■ **Problem description**: Continue the reading list on prisons and capitalism below, starting after its last line, the heading for "Incarcerating the Crisis."

BEGIN Extract provided

4. The London Hanged: Crime and Civil Society in the Eighteenth Century by Peter Linebaugh (Verso Books, 1991/2006).
One way to begin thinking about the relationship between carcerality and capitalism is to take seriously the “capital” in capital punishment. This is how the Marxist historian Peter Linebaugh begins his investigation into the records of all those hanged in London during the 18th century. A bottom-up “history of the neck” that excavates the not-so-hidden injuries of class and race during the early industrial period of maritime London, The London Hanged might also be described as a carceral geography of property rights: “A history of the eighteenth century class struggle that includes both the expropriation of the poor from the means of producing (resulting in ‘urbanization’) and the appropriation by the poor of the means of living (resulting in ‘urban crime’).” During this period it was the British naval dockyards, then under the supervision of a one Samuel Bentham, that figured as the key site in the fiercely contested transformation of a barter-based economy into a free-market economy. No surprise, then, to discover the radical insurgent role played by sailors, port workers, and ex-slaves – perhaps our earliest prison abolitionists – who collectively fought against the new institutions of prisons and police in what Linebaugh describes as a movement of “excarceration.”
5. Incarcerating the Crisis: Freedom Struggles and the Rise of the Neoliberal State by Jordan T. Camp (University of California Press, 2016)

END Extract provided
BEGIN Data shown

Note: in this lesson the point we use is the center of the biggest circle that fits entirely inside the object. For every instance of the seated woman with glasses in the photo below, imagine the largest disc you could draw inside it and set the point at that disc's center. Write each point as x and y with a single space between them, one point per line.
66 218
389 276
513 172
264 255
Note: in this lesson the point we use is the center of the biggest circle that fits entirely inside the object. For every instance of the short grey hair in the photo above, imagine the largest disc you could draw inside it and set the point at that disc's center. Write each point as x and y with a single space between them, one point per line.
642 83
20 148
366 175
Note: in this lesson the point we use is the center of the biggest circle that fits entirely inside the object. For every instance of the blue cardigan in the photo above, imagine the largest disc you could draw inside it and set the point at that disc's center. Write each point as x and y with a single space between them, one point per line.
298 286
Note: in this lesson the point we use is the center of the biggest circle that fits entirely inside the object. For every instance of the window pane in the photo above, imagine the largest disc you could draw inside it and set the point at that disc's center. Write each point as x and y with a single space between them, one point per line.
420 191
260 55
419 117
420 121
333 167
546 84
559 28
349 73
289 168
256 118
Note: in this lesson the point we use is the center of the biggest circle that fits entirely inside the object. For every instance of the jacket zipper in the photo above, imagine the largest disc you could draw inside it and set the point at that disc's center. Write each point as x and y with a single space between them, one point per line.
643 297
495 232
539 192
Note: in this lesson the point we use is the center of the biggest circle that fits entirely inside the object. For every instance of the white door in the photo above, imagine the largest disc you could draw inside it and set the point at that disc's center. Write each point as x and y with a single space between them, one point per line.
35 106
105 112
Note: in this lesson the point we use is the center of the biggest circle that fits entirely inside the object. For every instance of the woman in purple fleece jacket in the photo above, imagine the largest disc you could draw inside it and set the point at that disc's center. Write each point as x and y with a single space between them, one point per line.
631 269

END Data shown

■ **Answer space**:
As Linebaugh argues, “crime” has long proven a both relative and shifting category, one that belongs to capitalism and its vicissitudes. In American life, this category takes specific geographic and racial contours. Jordan Camp’s Incarcerating the Crisis situates its examination of the carceral state firmly in the urban crisis and attendant freedom struggles that have rocked American cities over at least the past half century. These rebellions, led primarily by Black and Brown poor people, express the antagonisms between those rendered surplus and the security apparatus of the state in what Camp calls the carceral city. When President George H.W. Bush characterized rebelling Black residents of Los Angeles during the Rodney King protests of 1992 as “the brutality of a mob, pure and simple,” he was echoing President Lynden B. Johnson, who 25 years previous condemned participants of the 1967 Detroit rebellion as criminals. Camp’s point is that “criminality” is always the cover story the state uses as it cracks down on threats to the social order. The battleground may be in the streets and on the land, but it is also about who gets to command the common sense - something to think about as police set their dogs on Indigenous land defenders and military tanks roll over graves in Standing Rock, North Dakota.
And another five essential books, if you're looking for more:
6. Hollow Land: Israel’s Architecture of Occupation by Eyal Weizman
7. Time in the Shadows: Confinement in Counterinsurgencies by Leleh Khalili
8. The New Urban Frontier: Gentrification and the Revanchist City by Neil Smith
9. Policing the Crisis: Mugging, the State and Law and Order by Stuart Hall et al.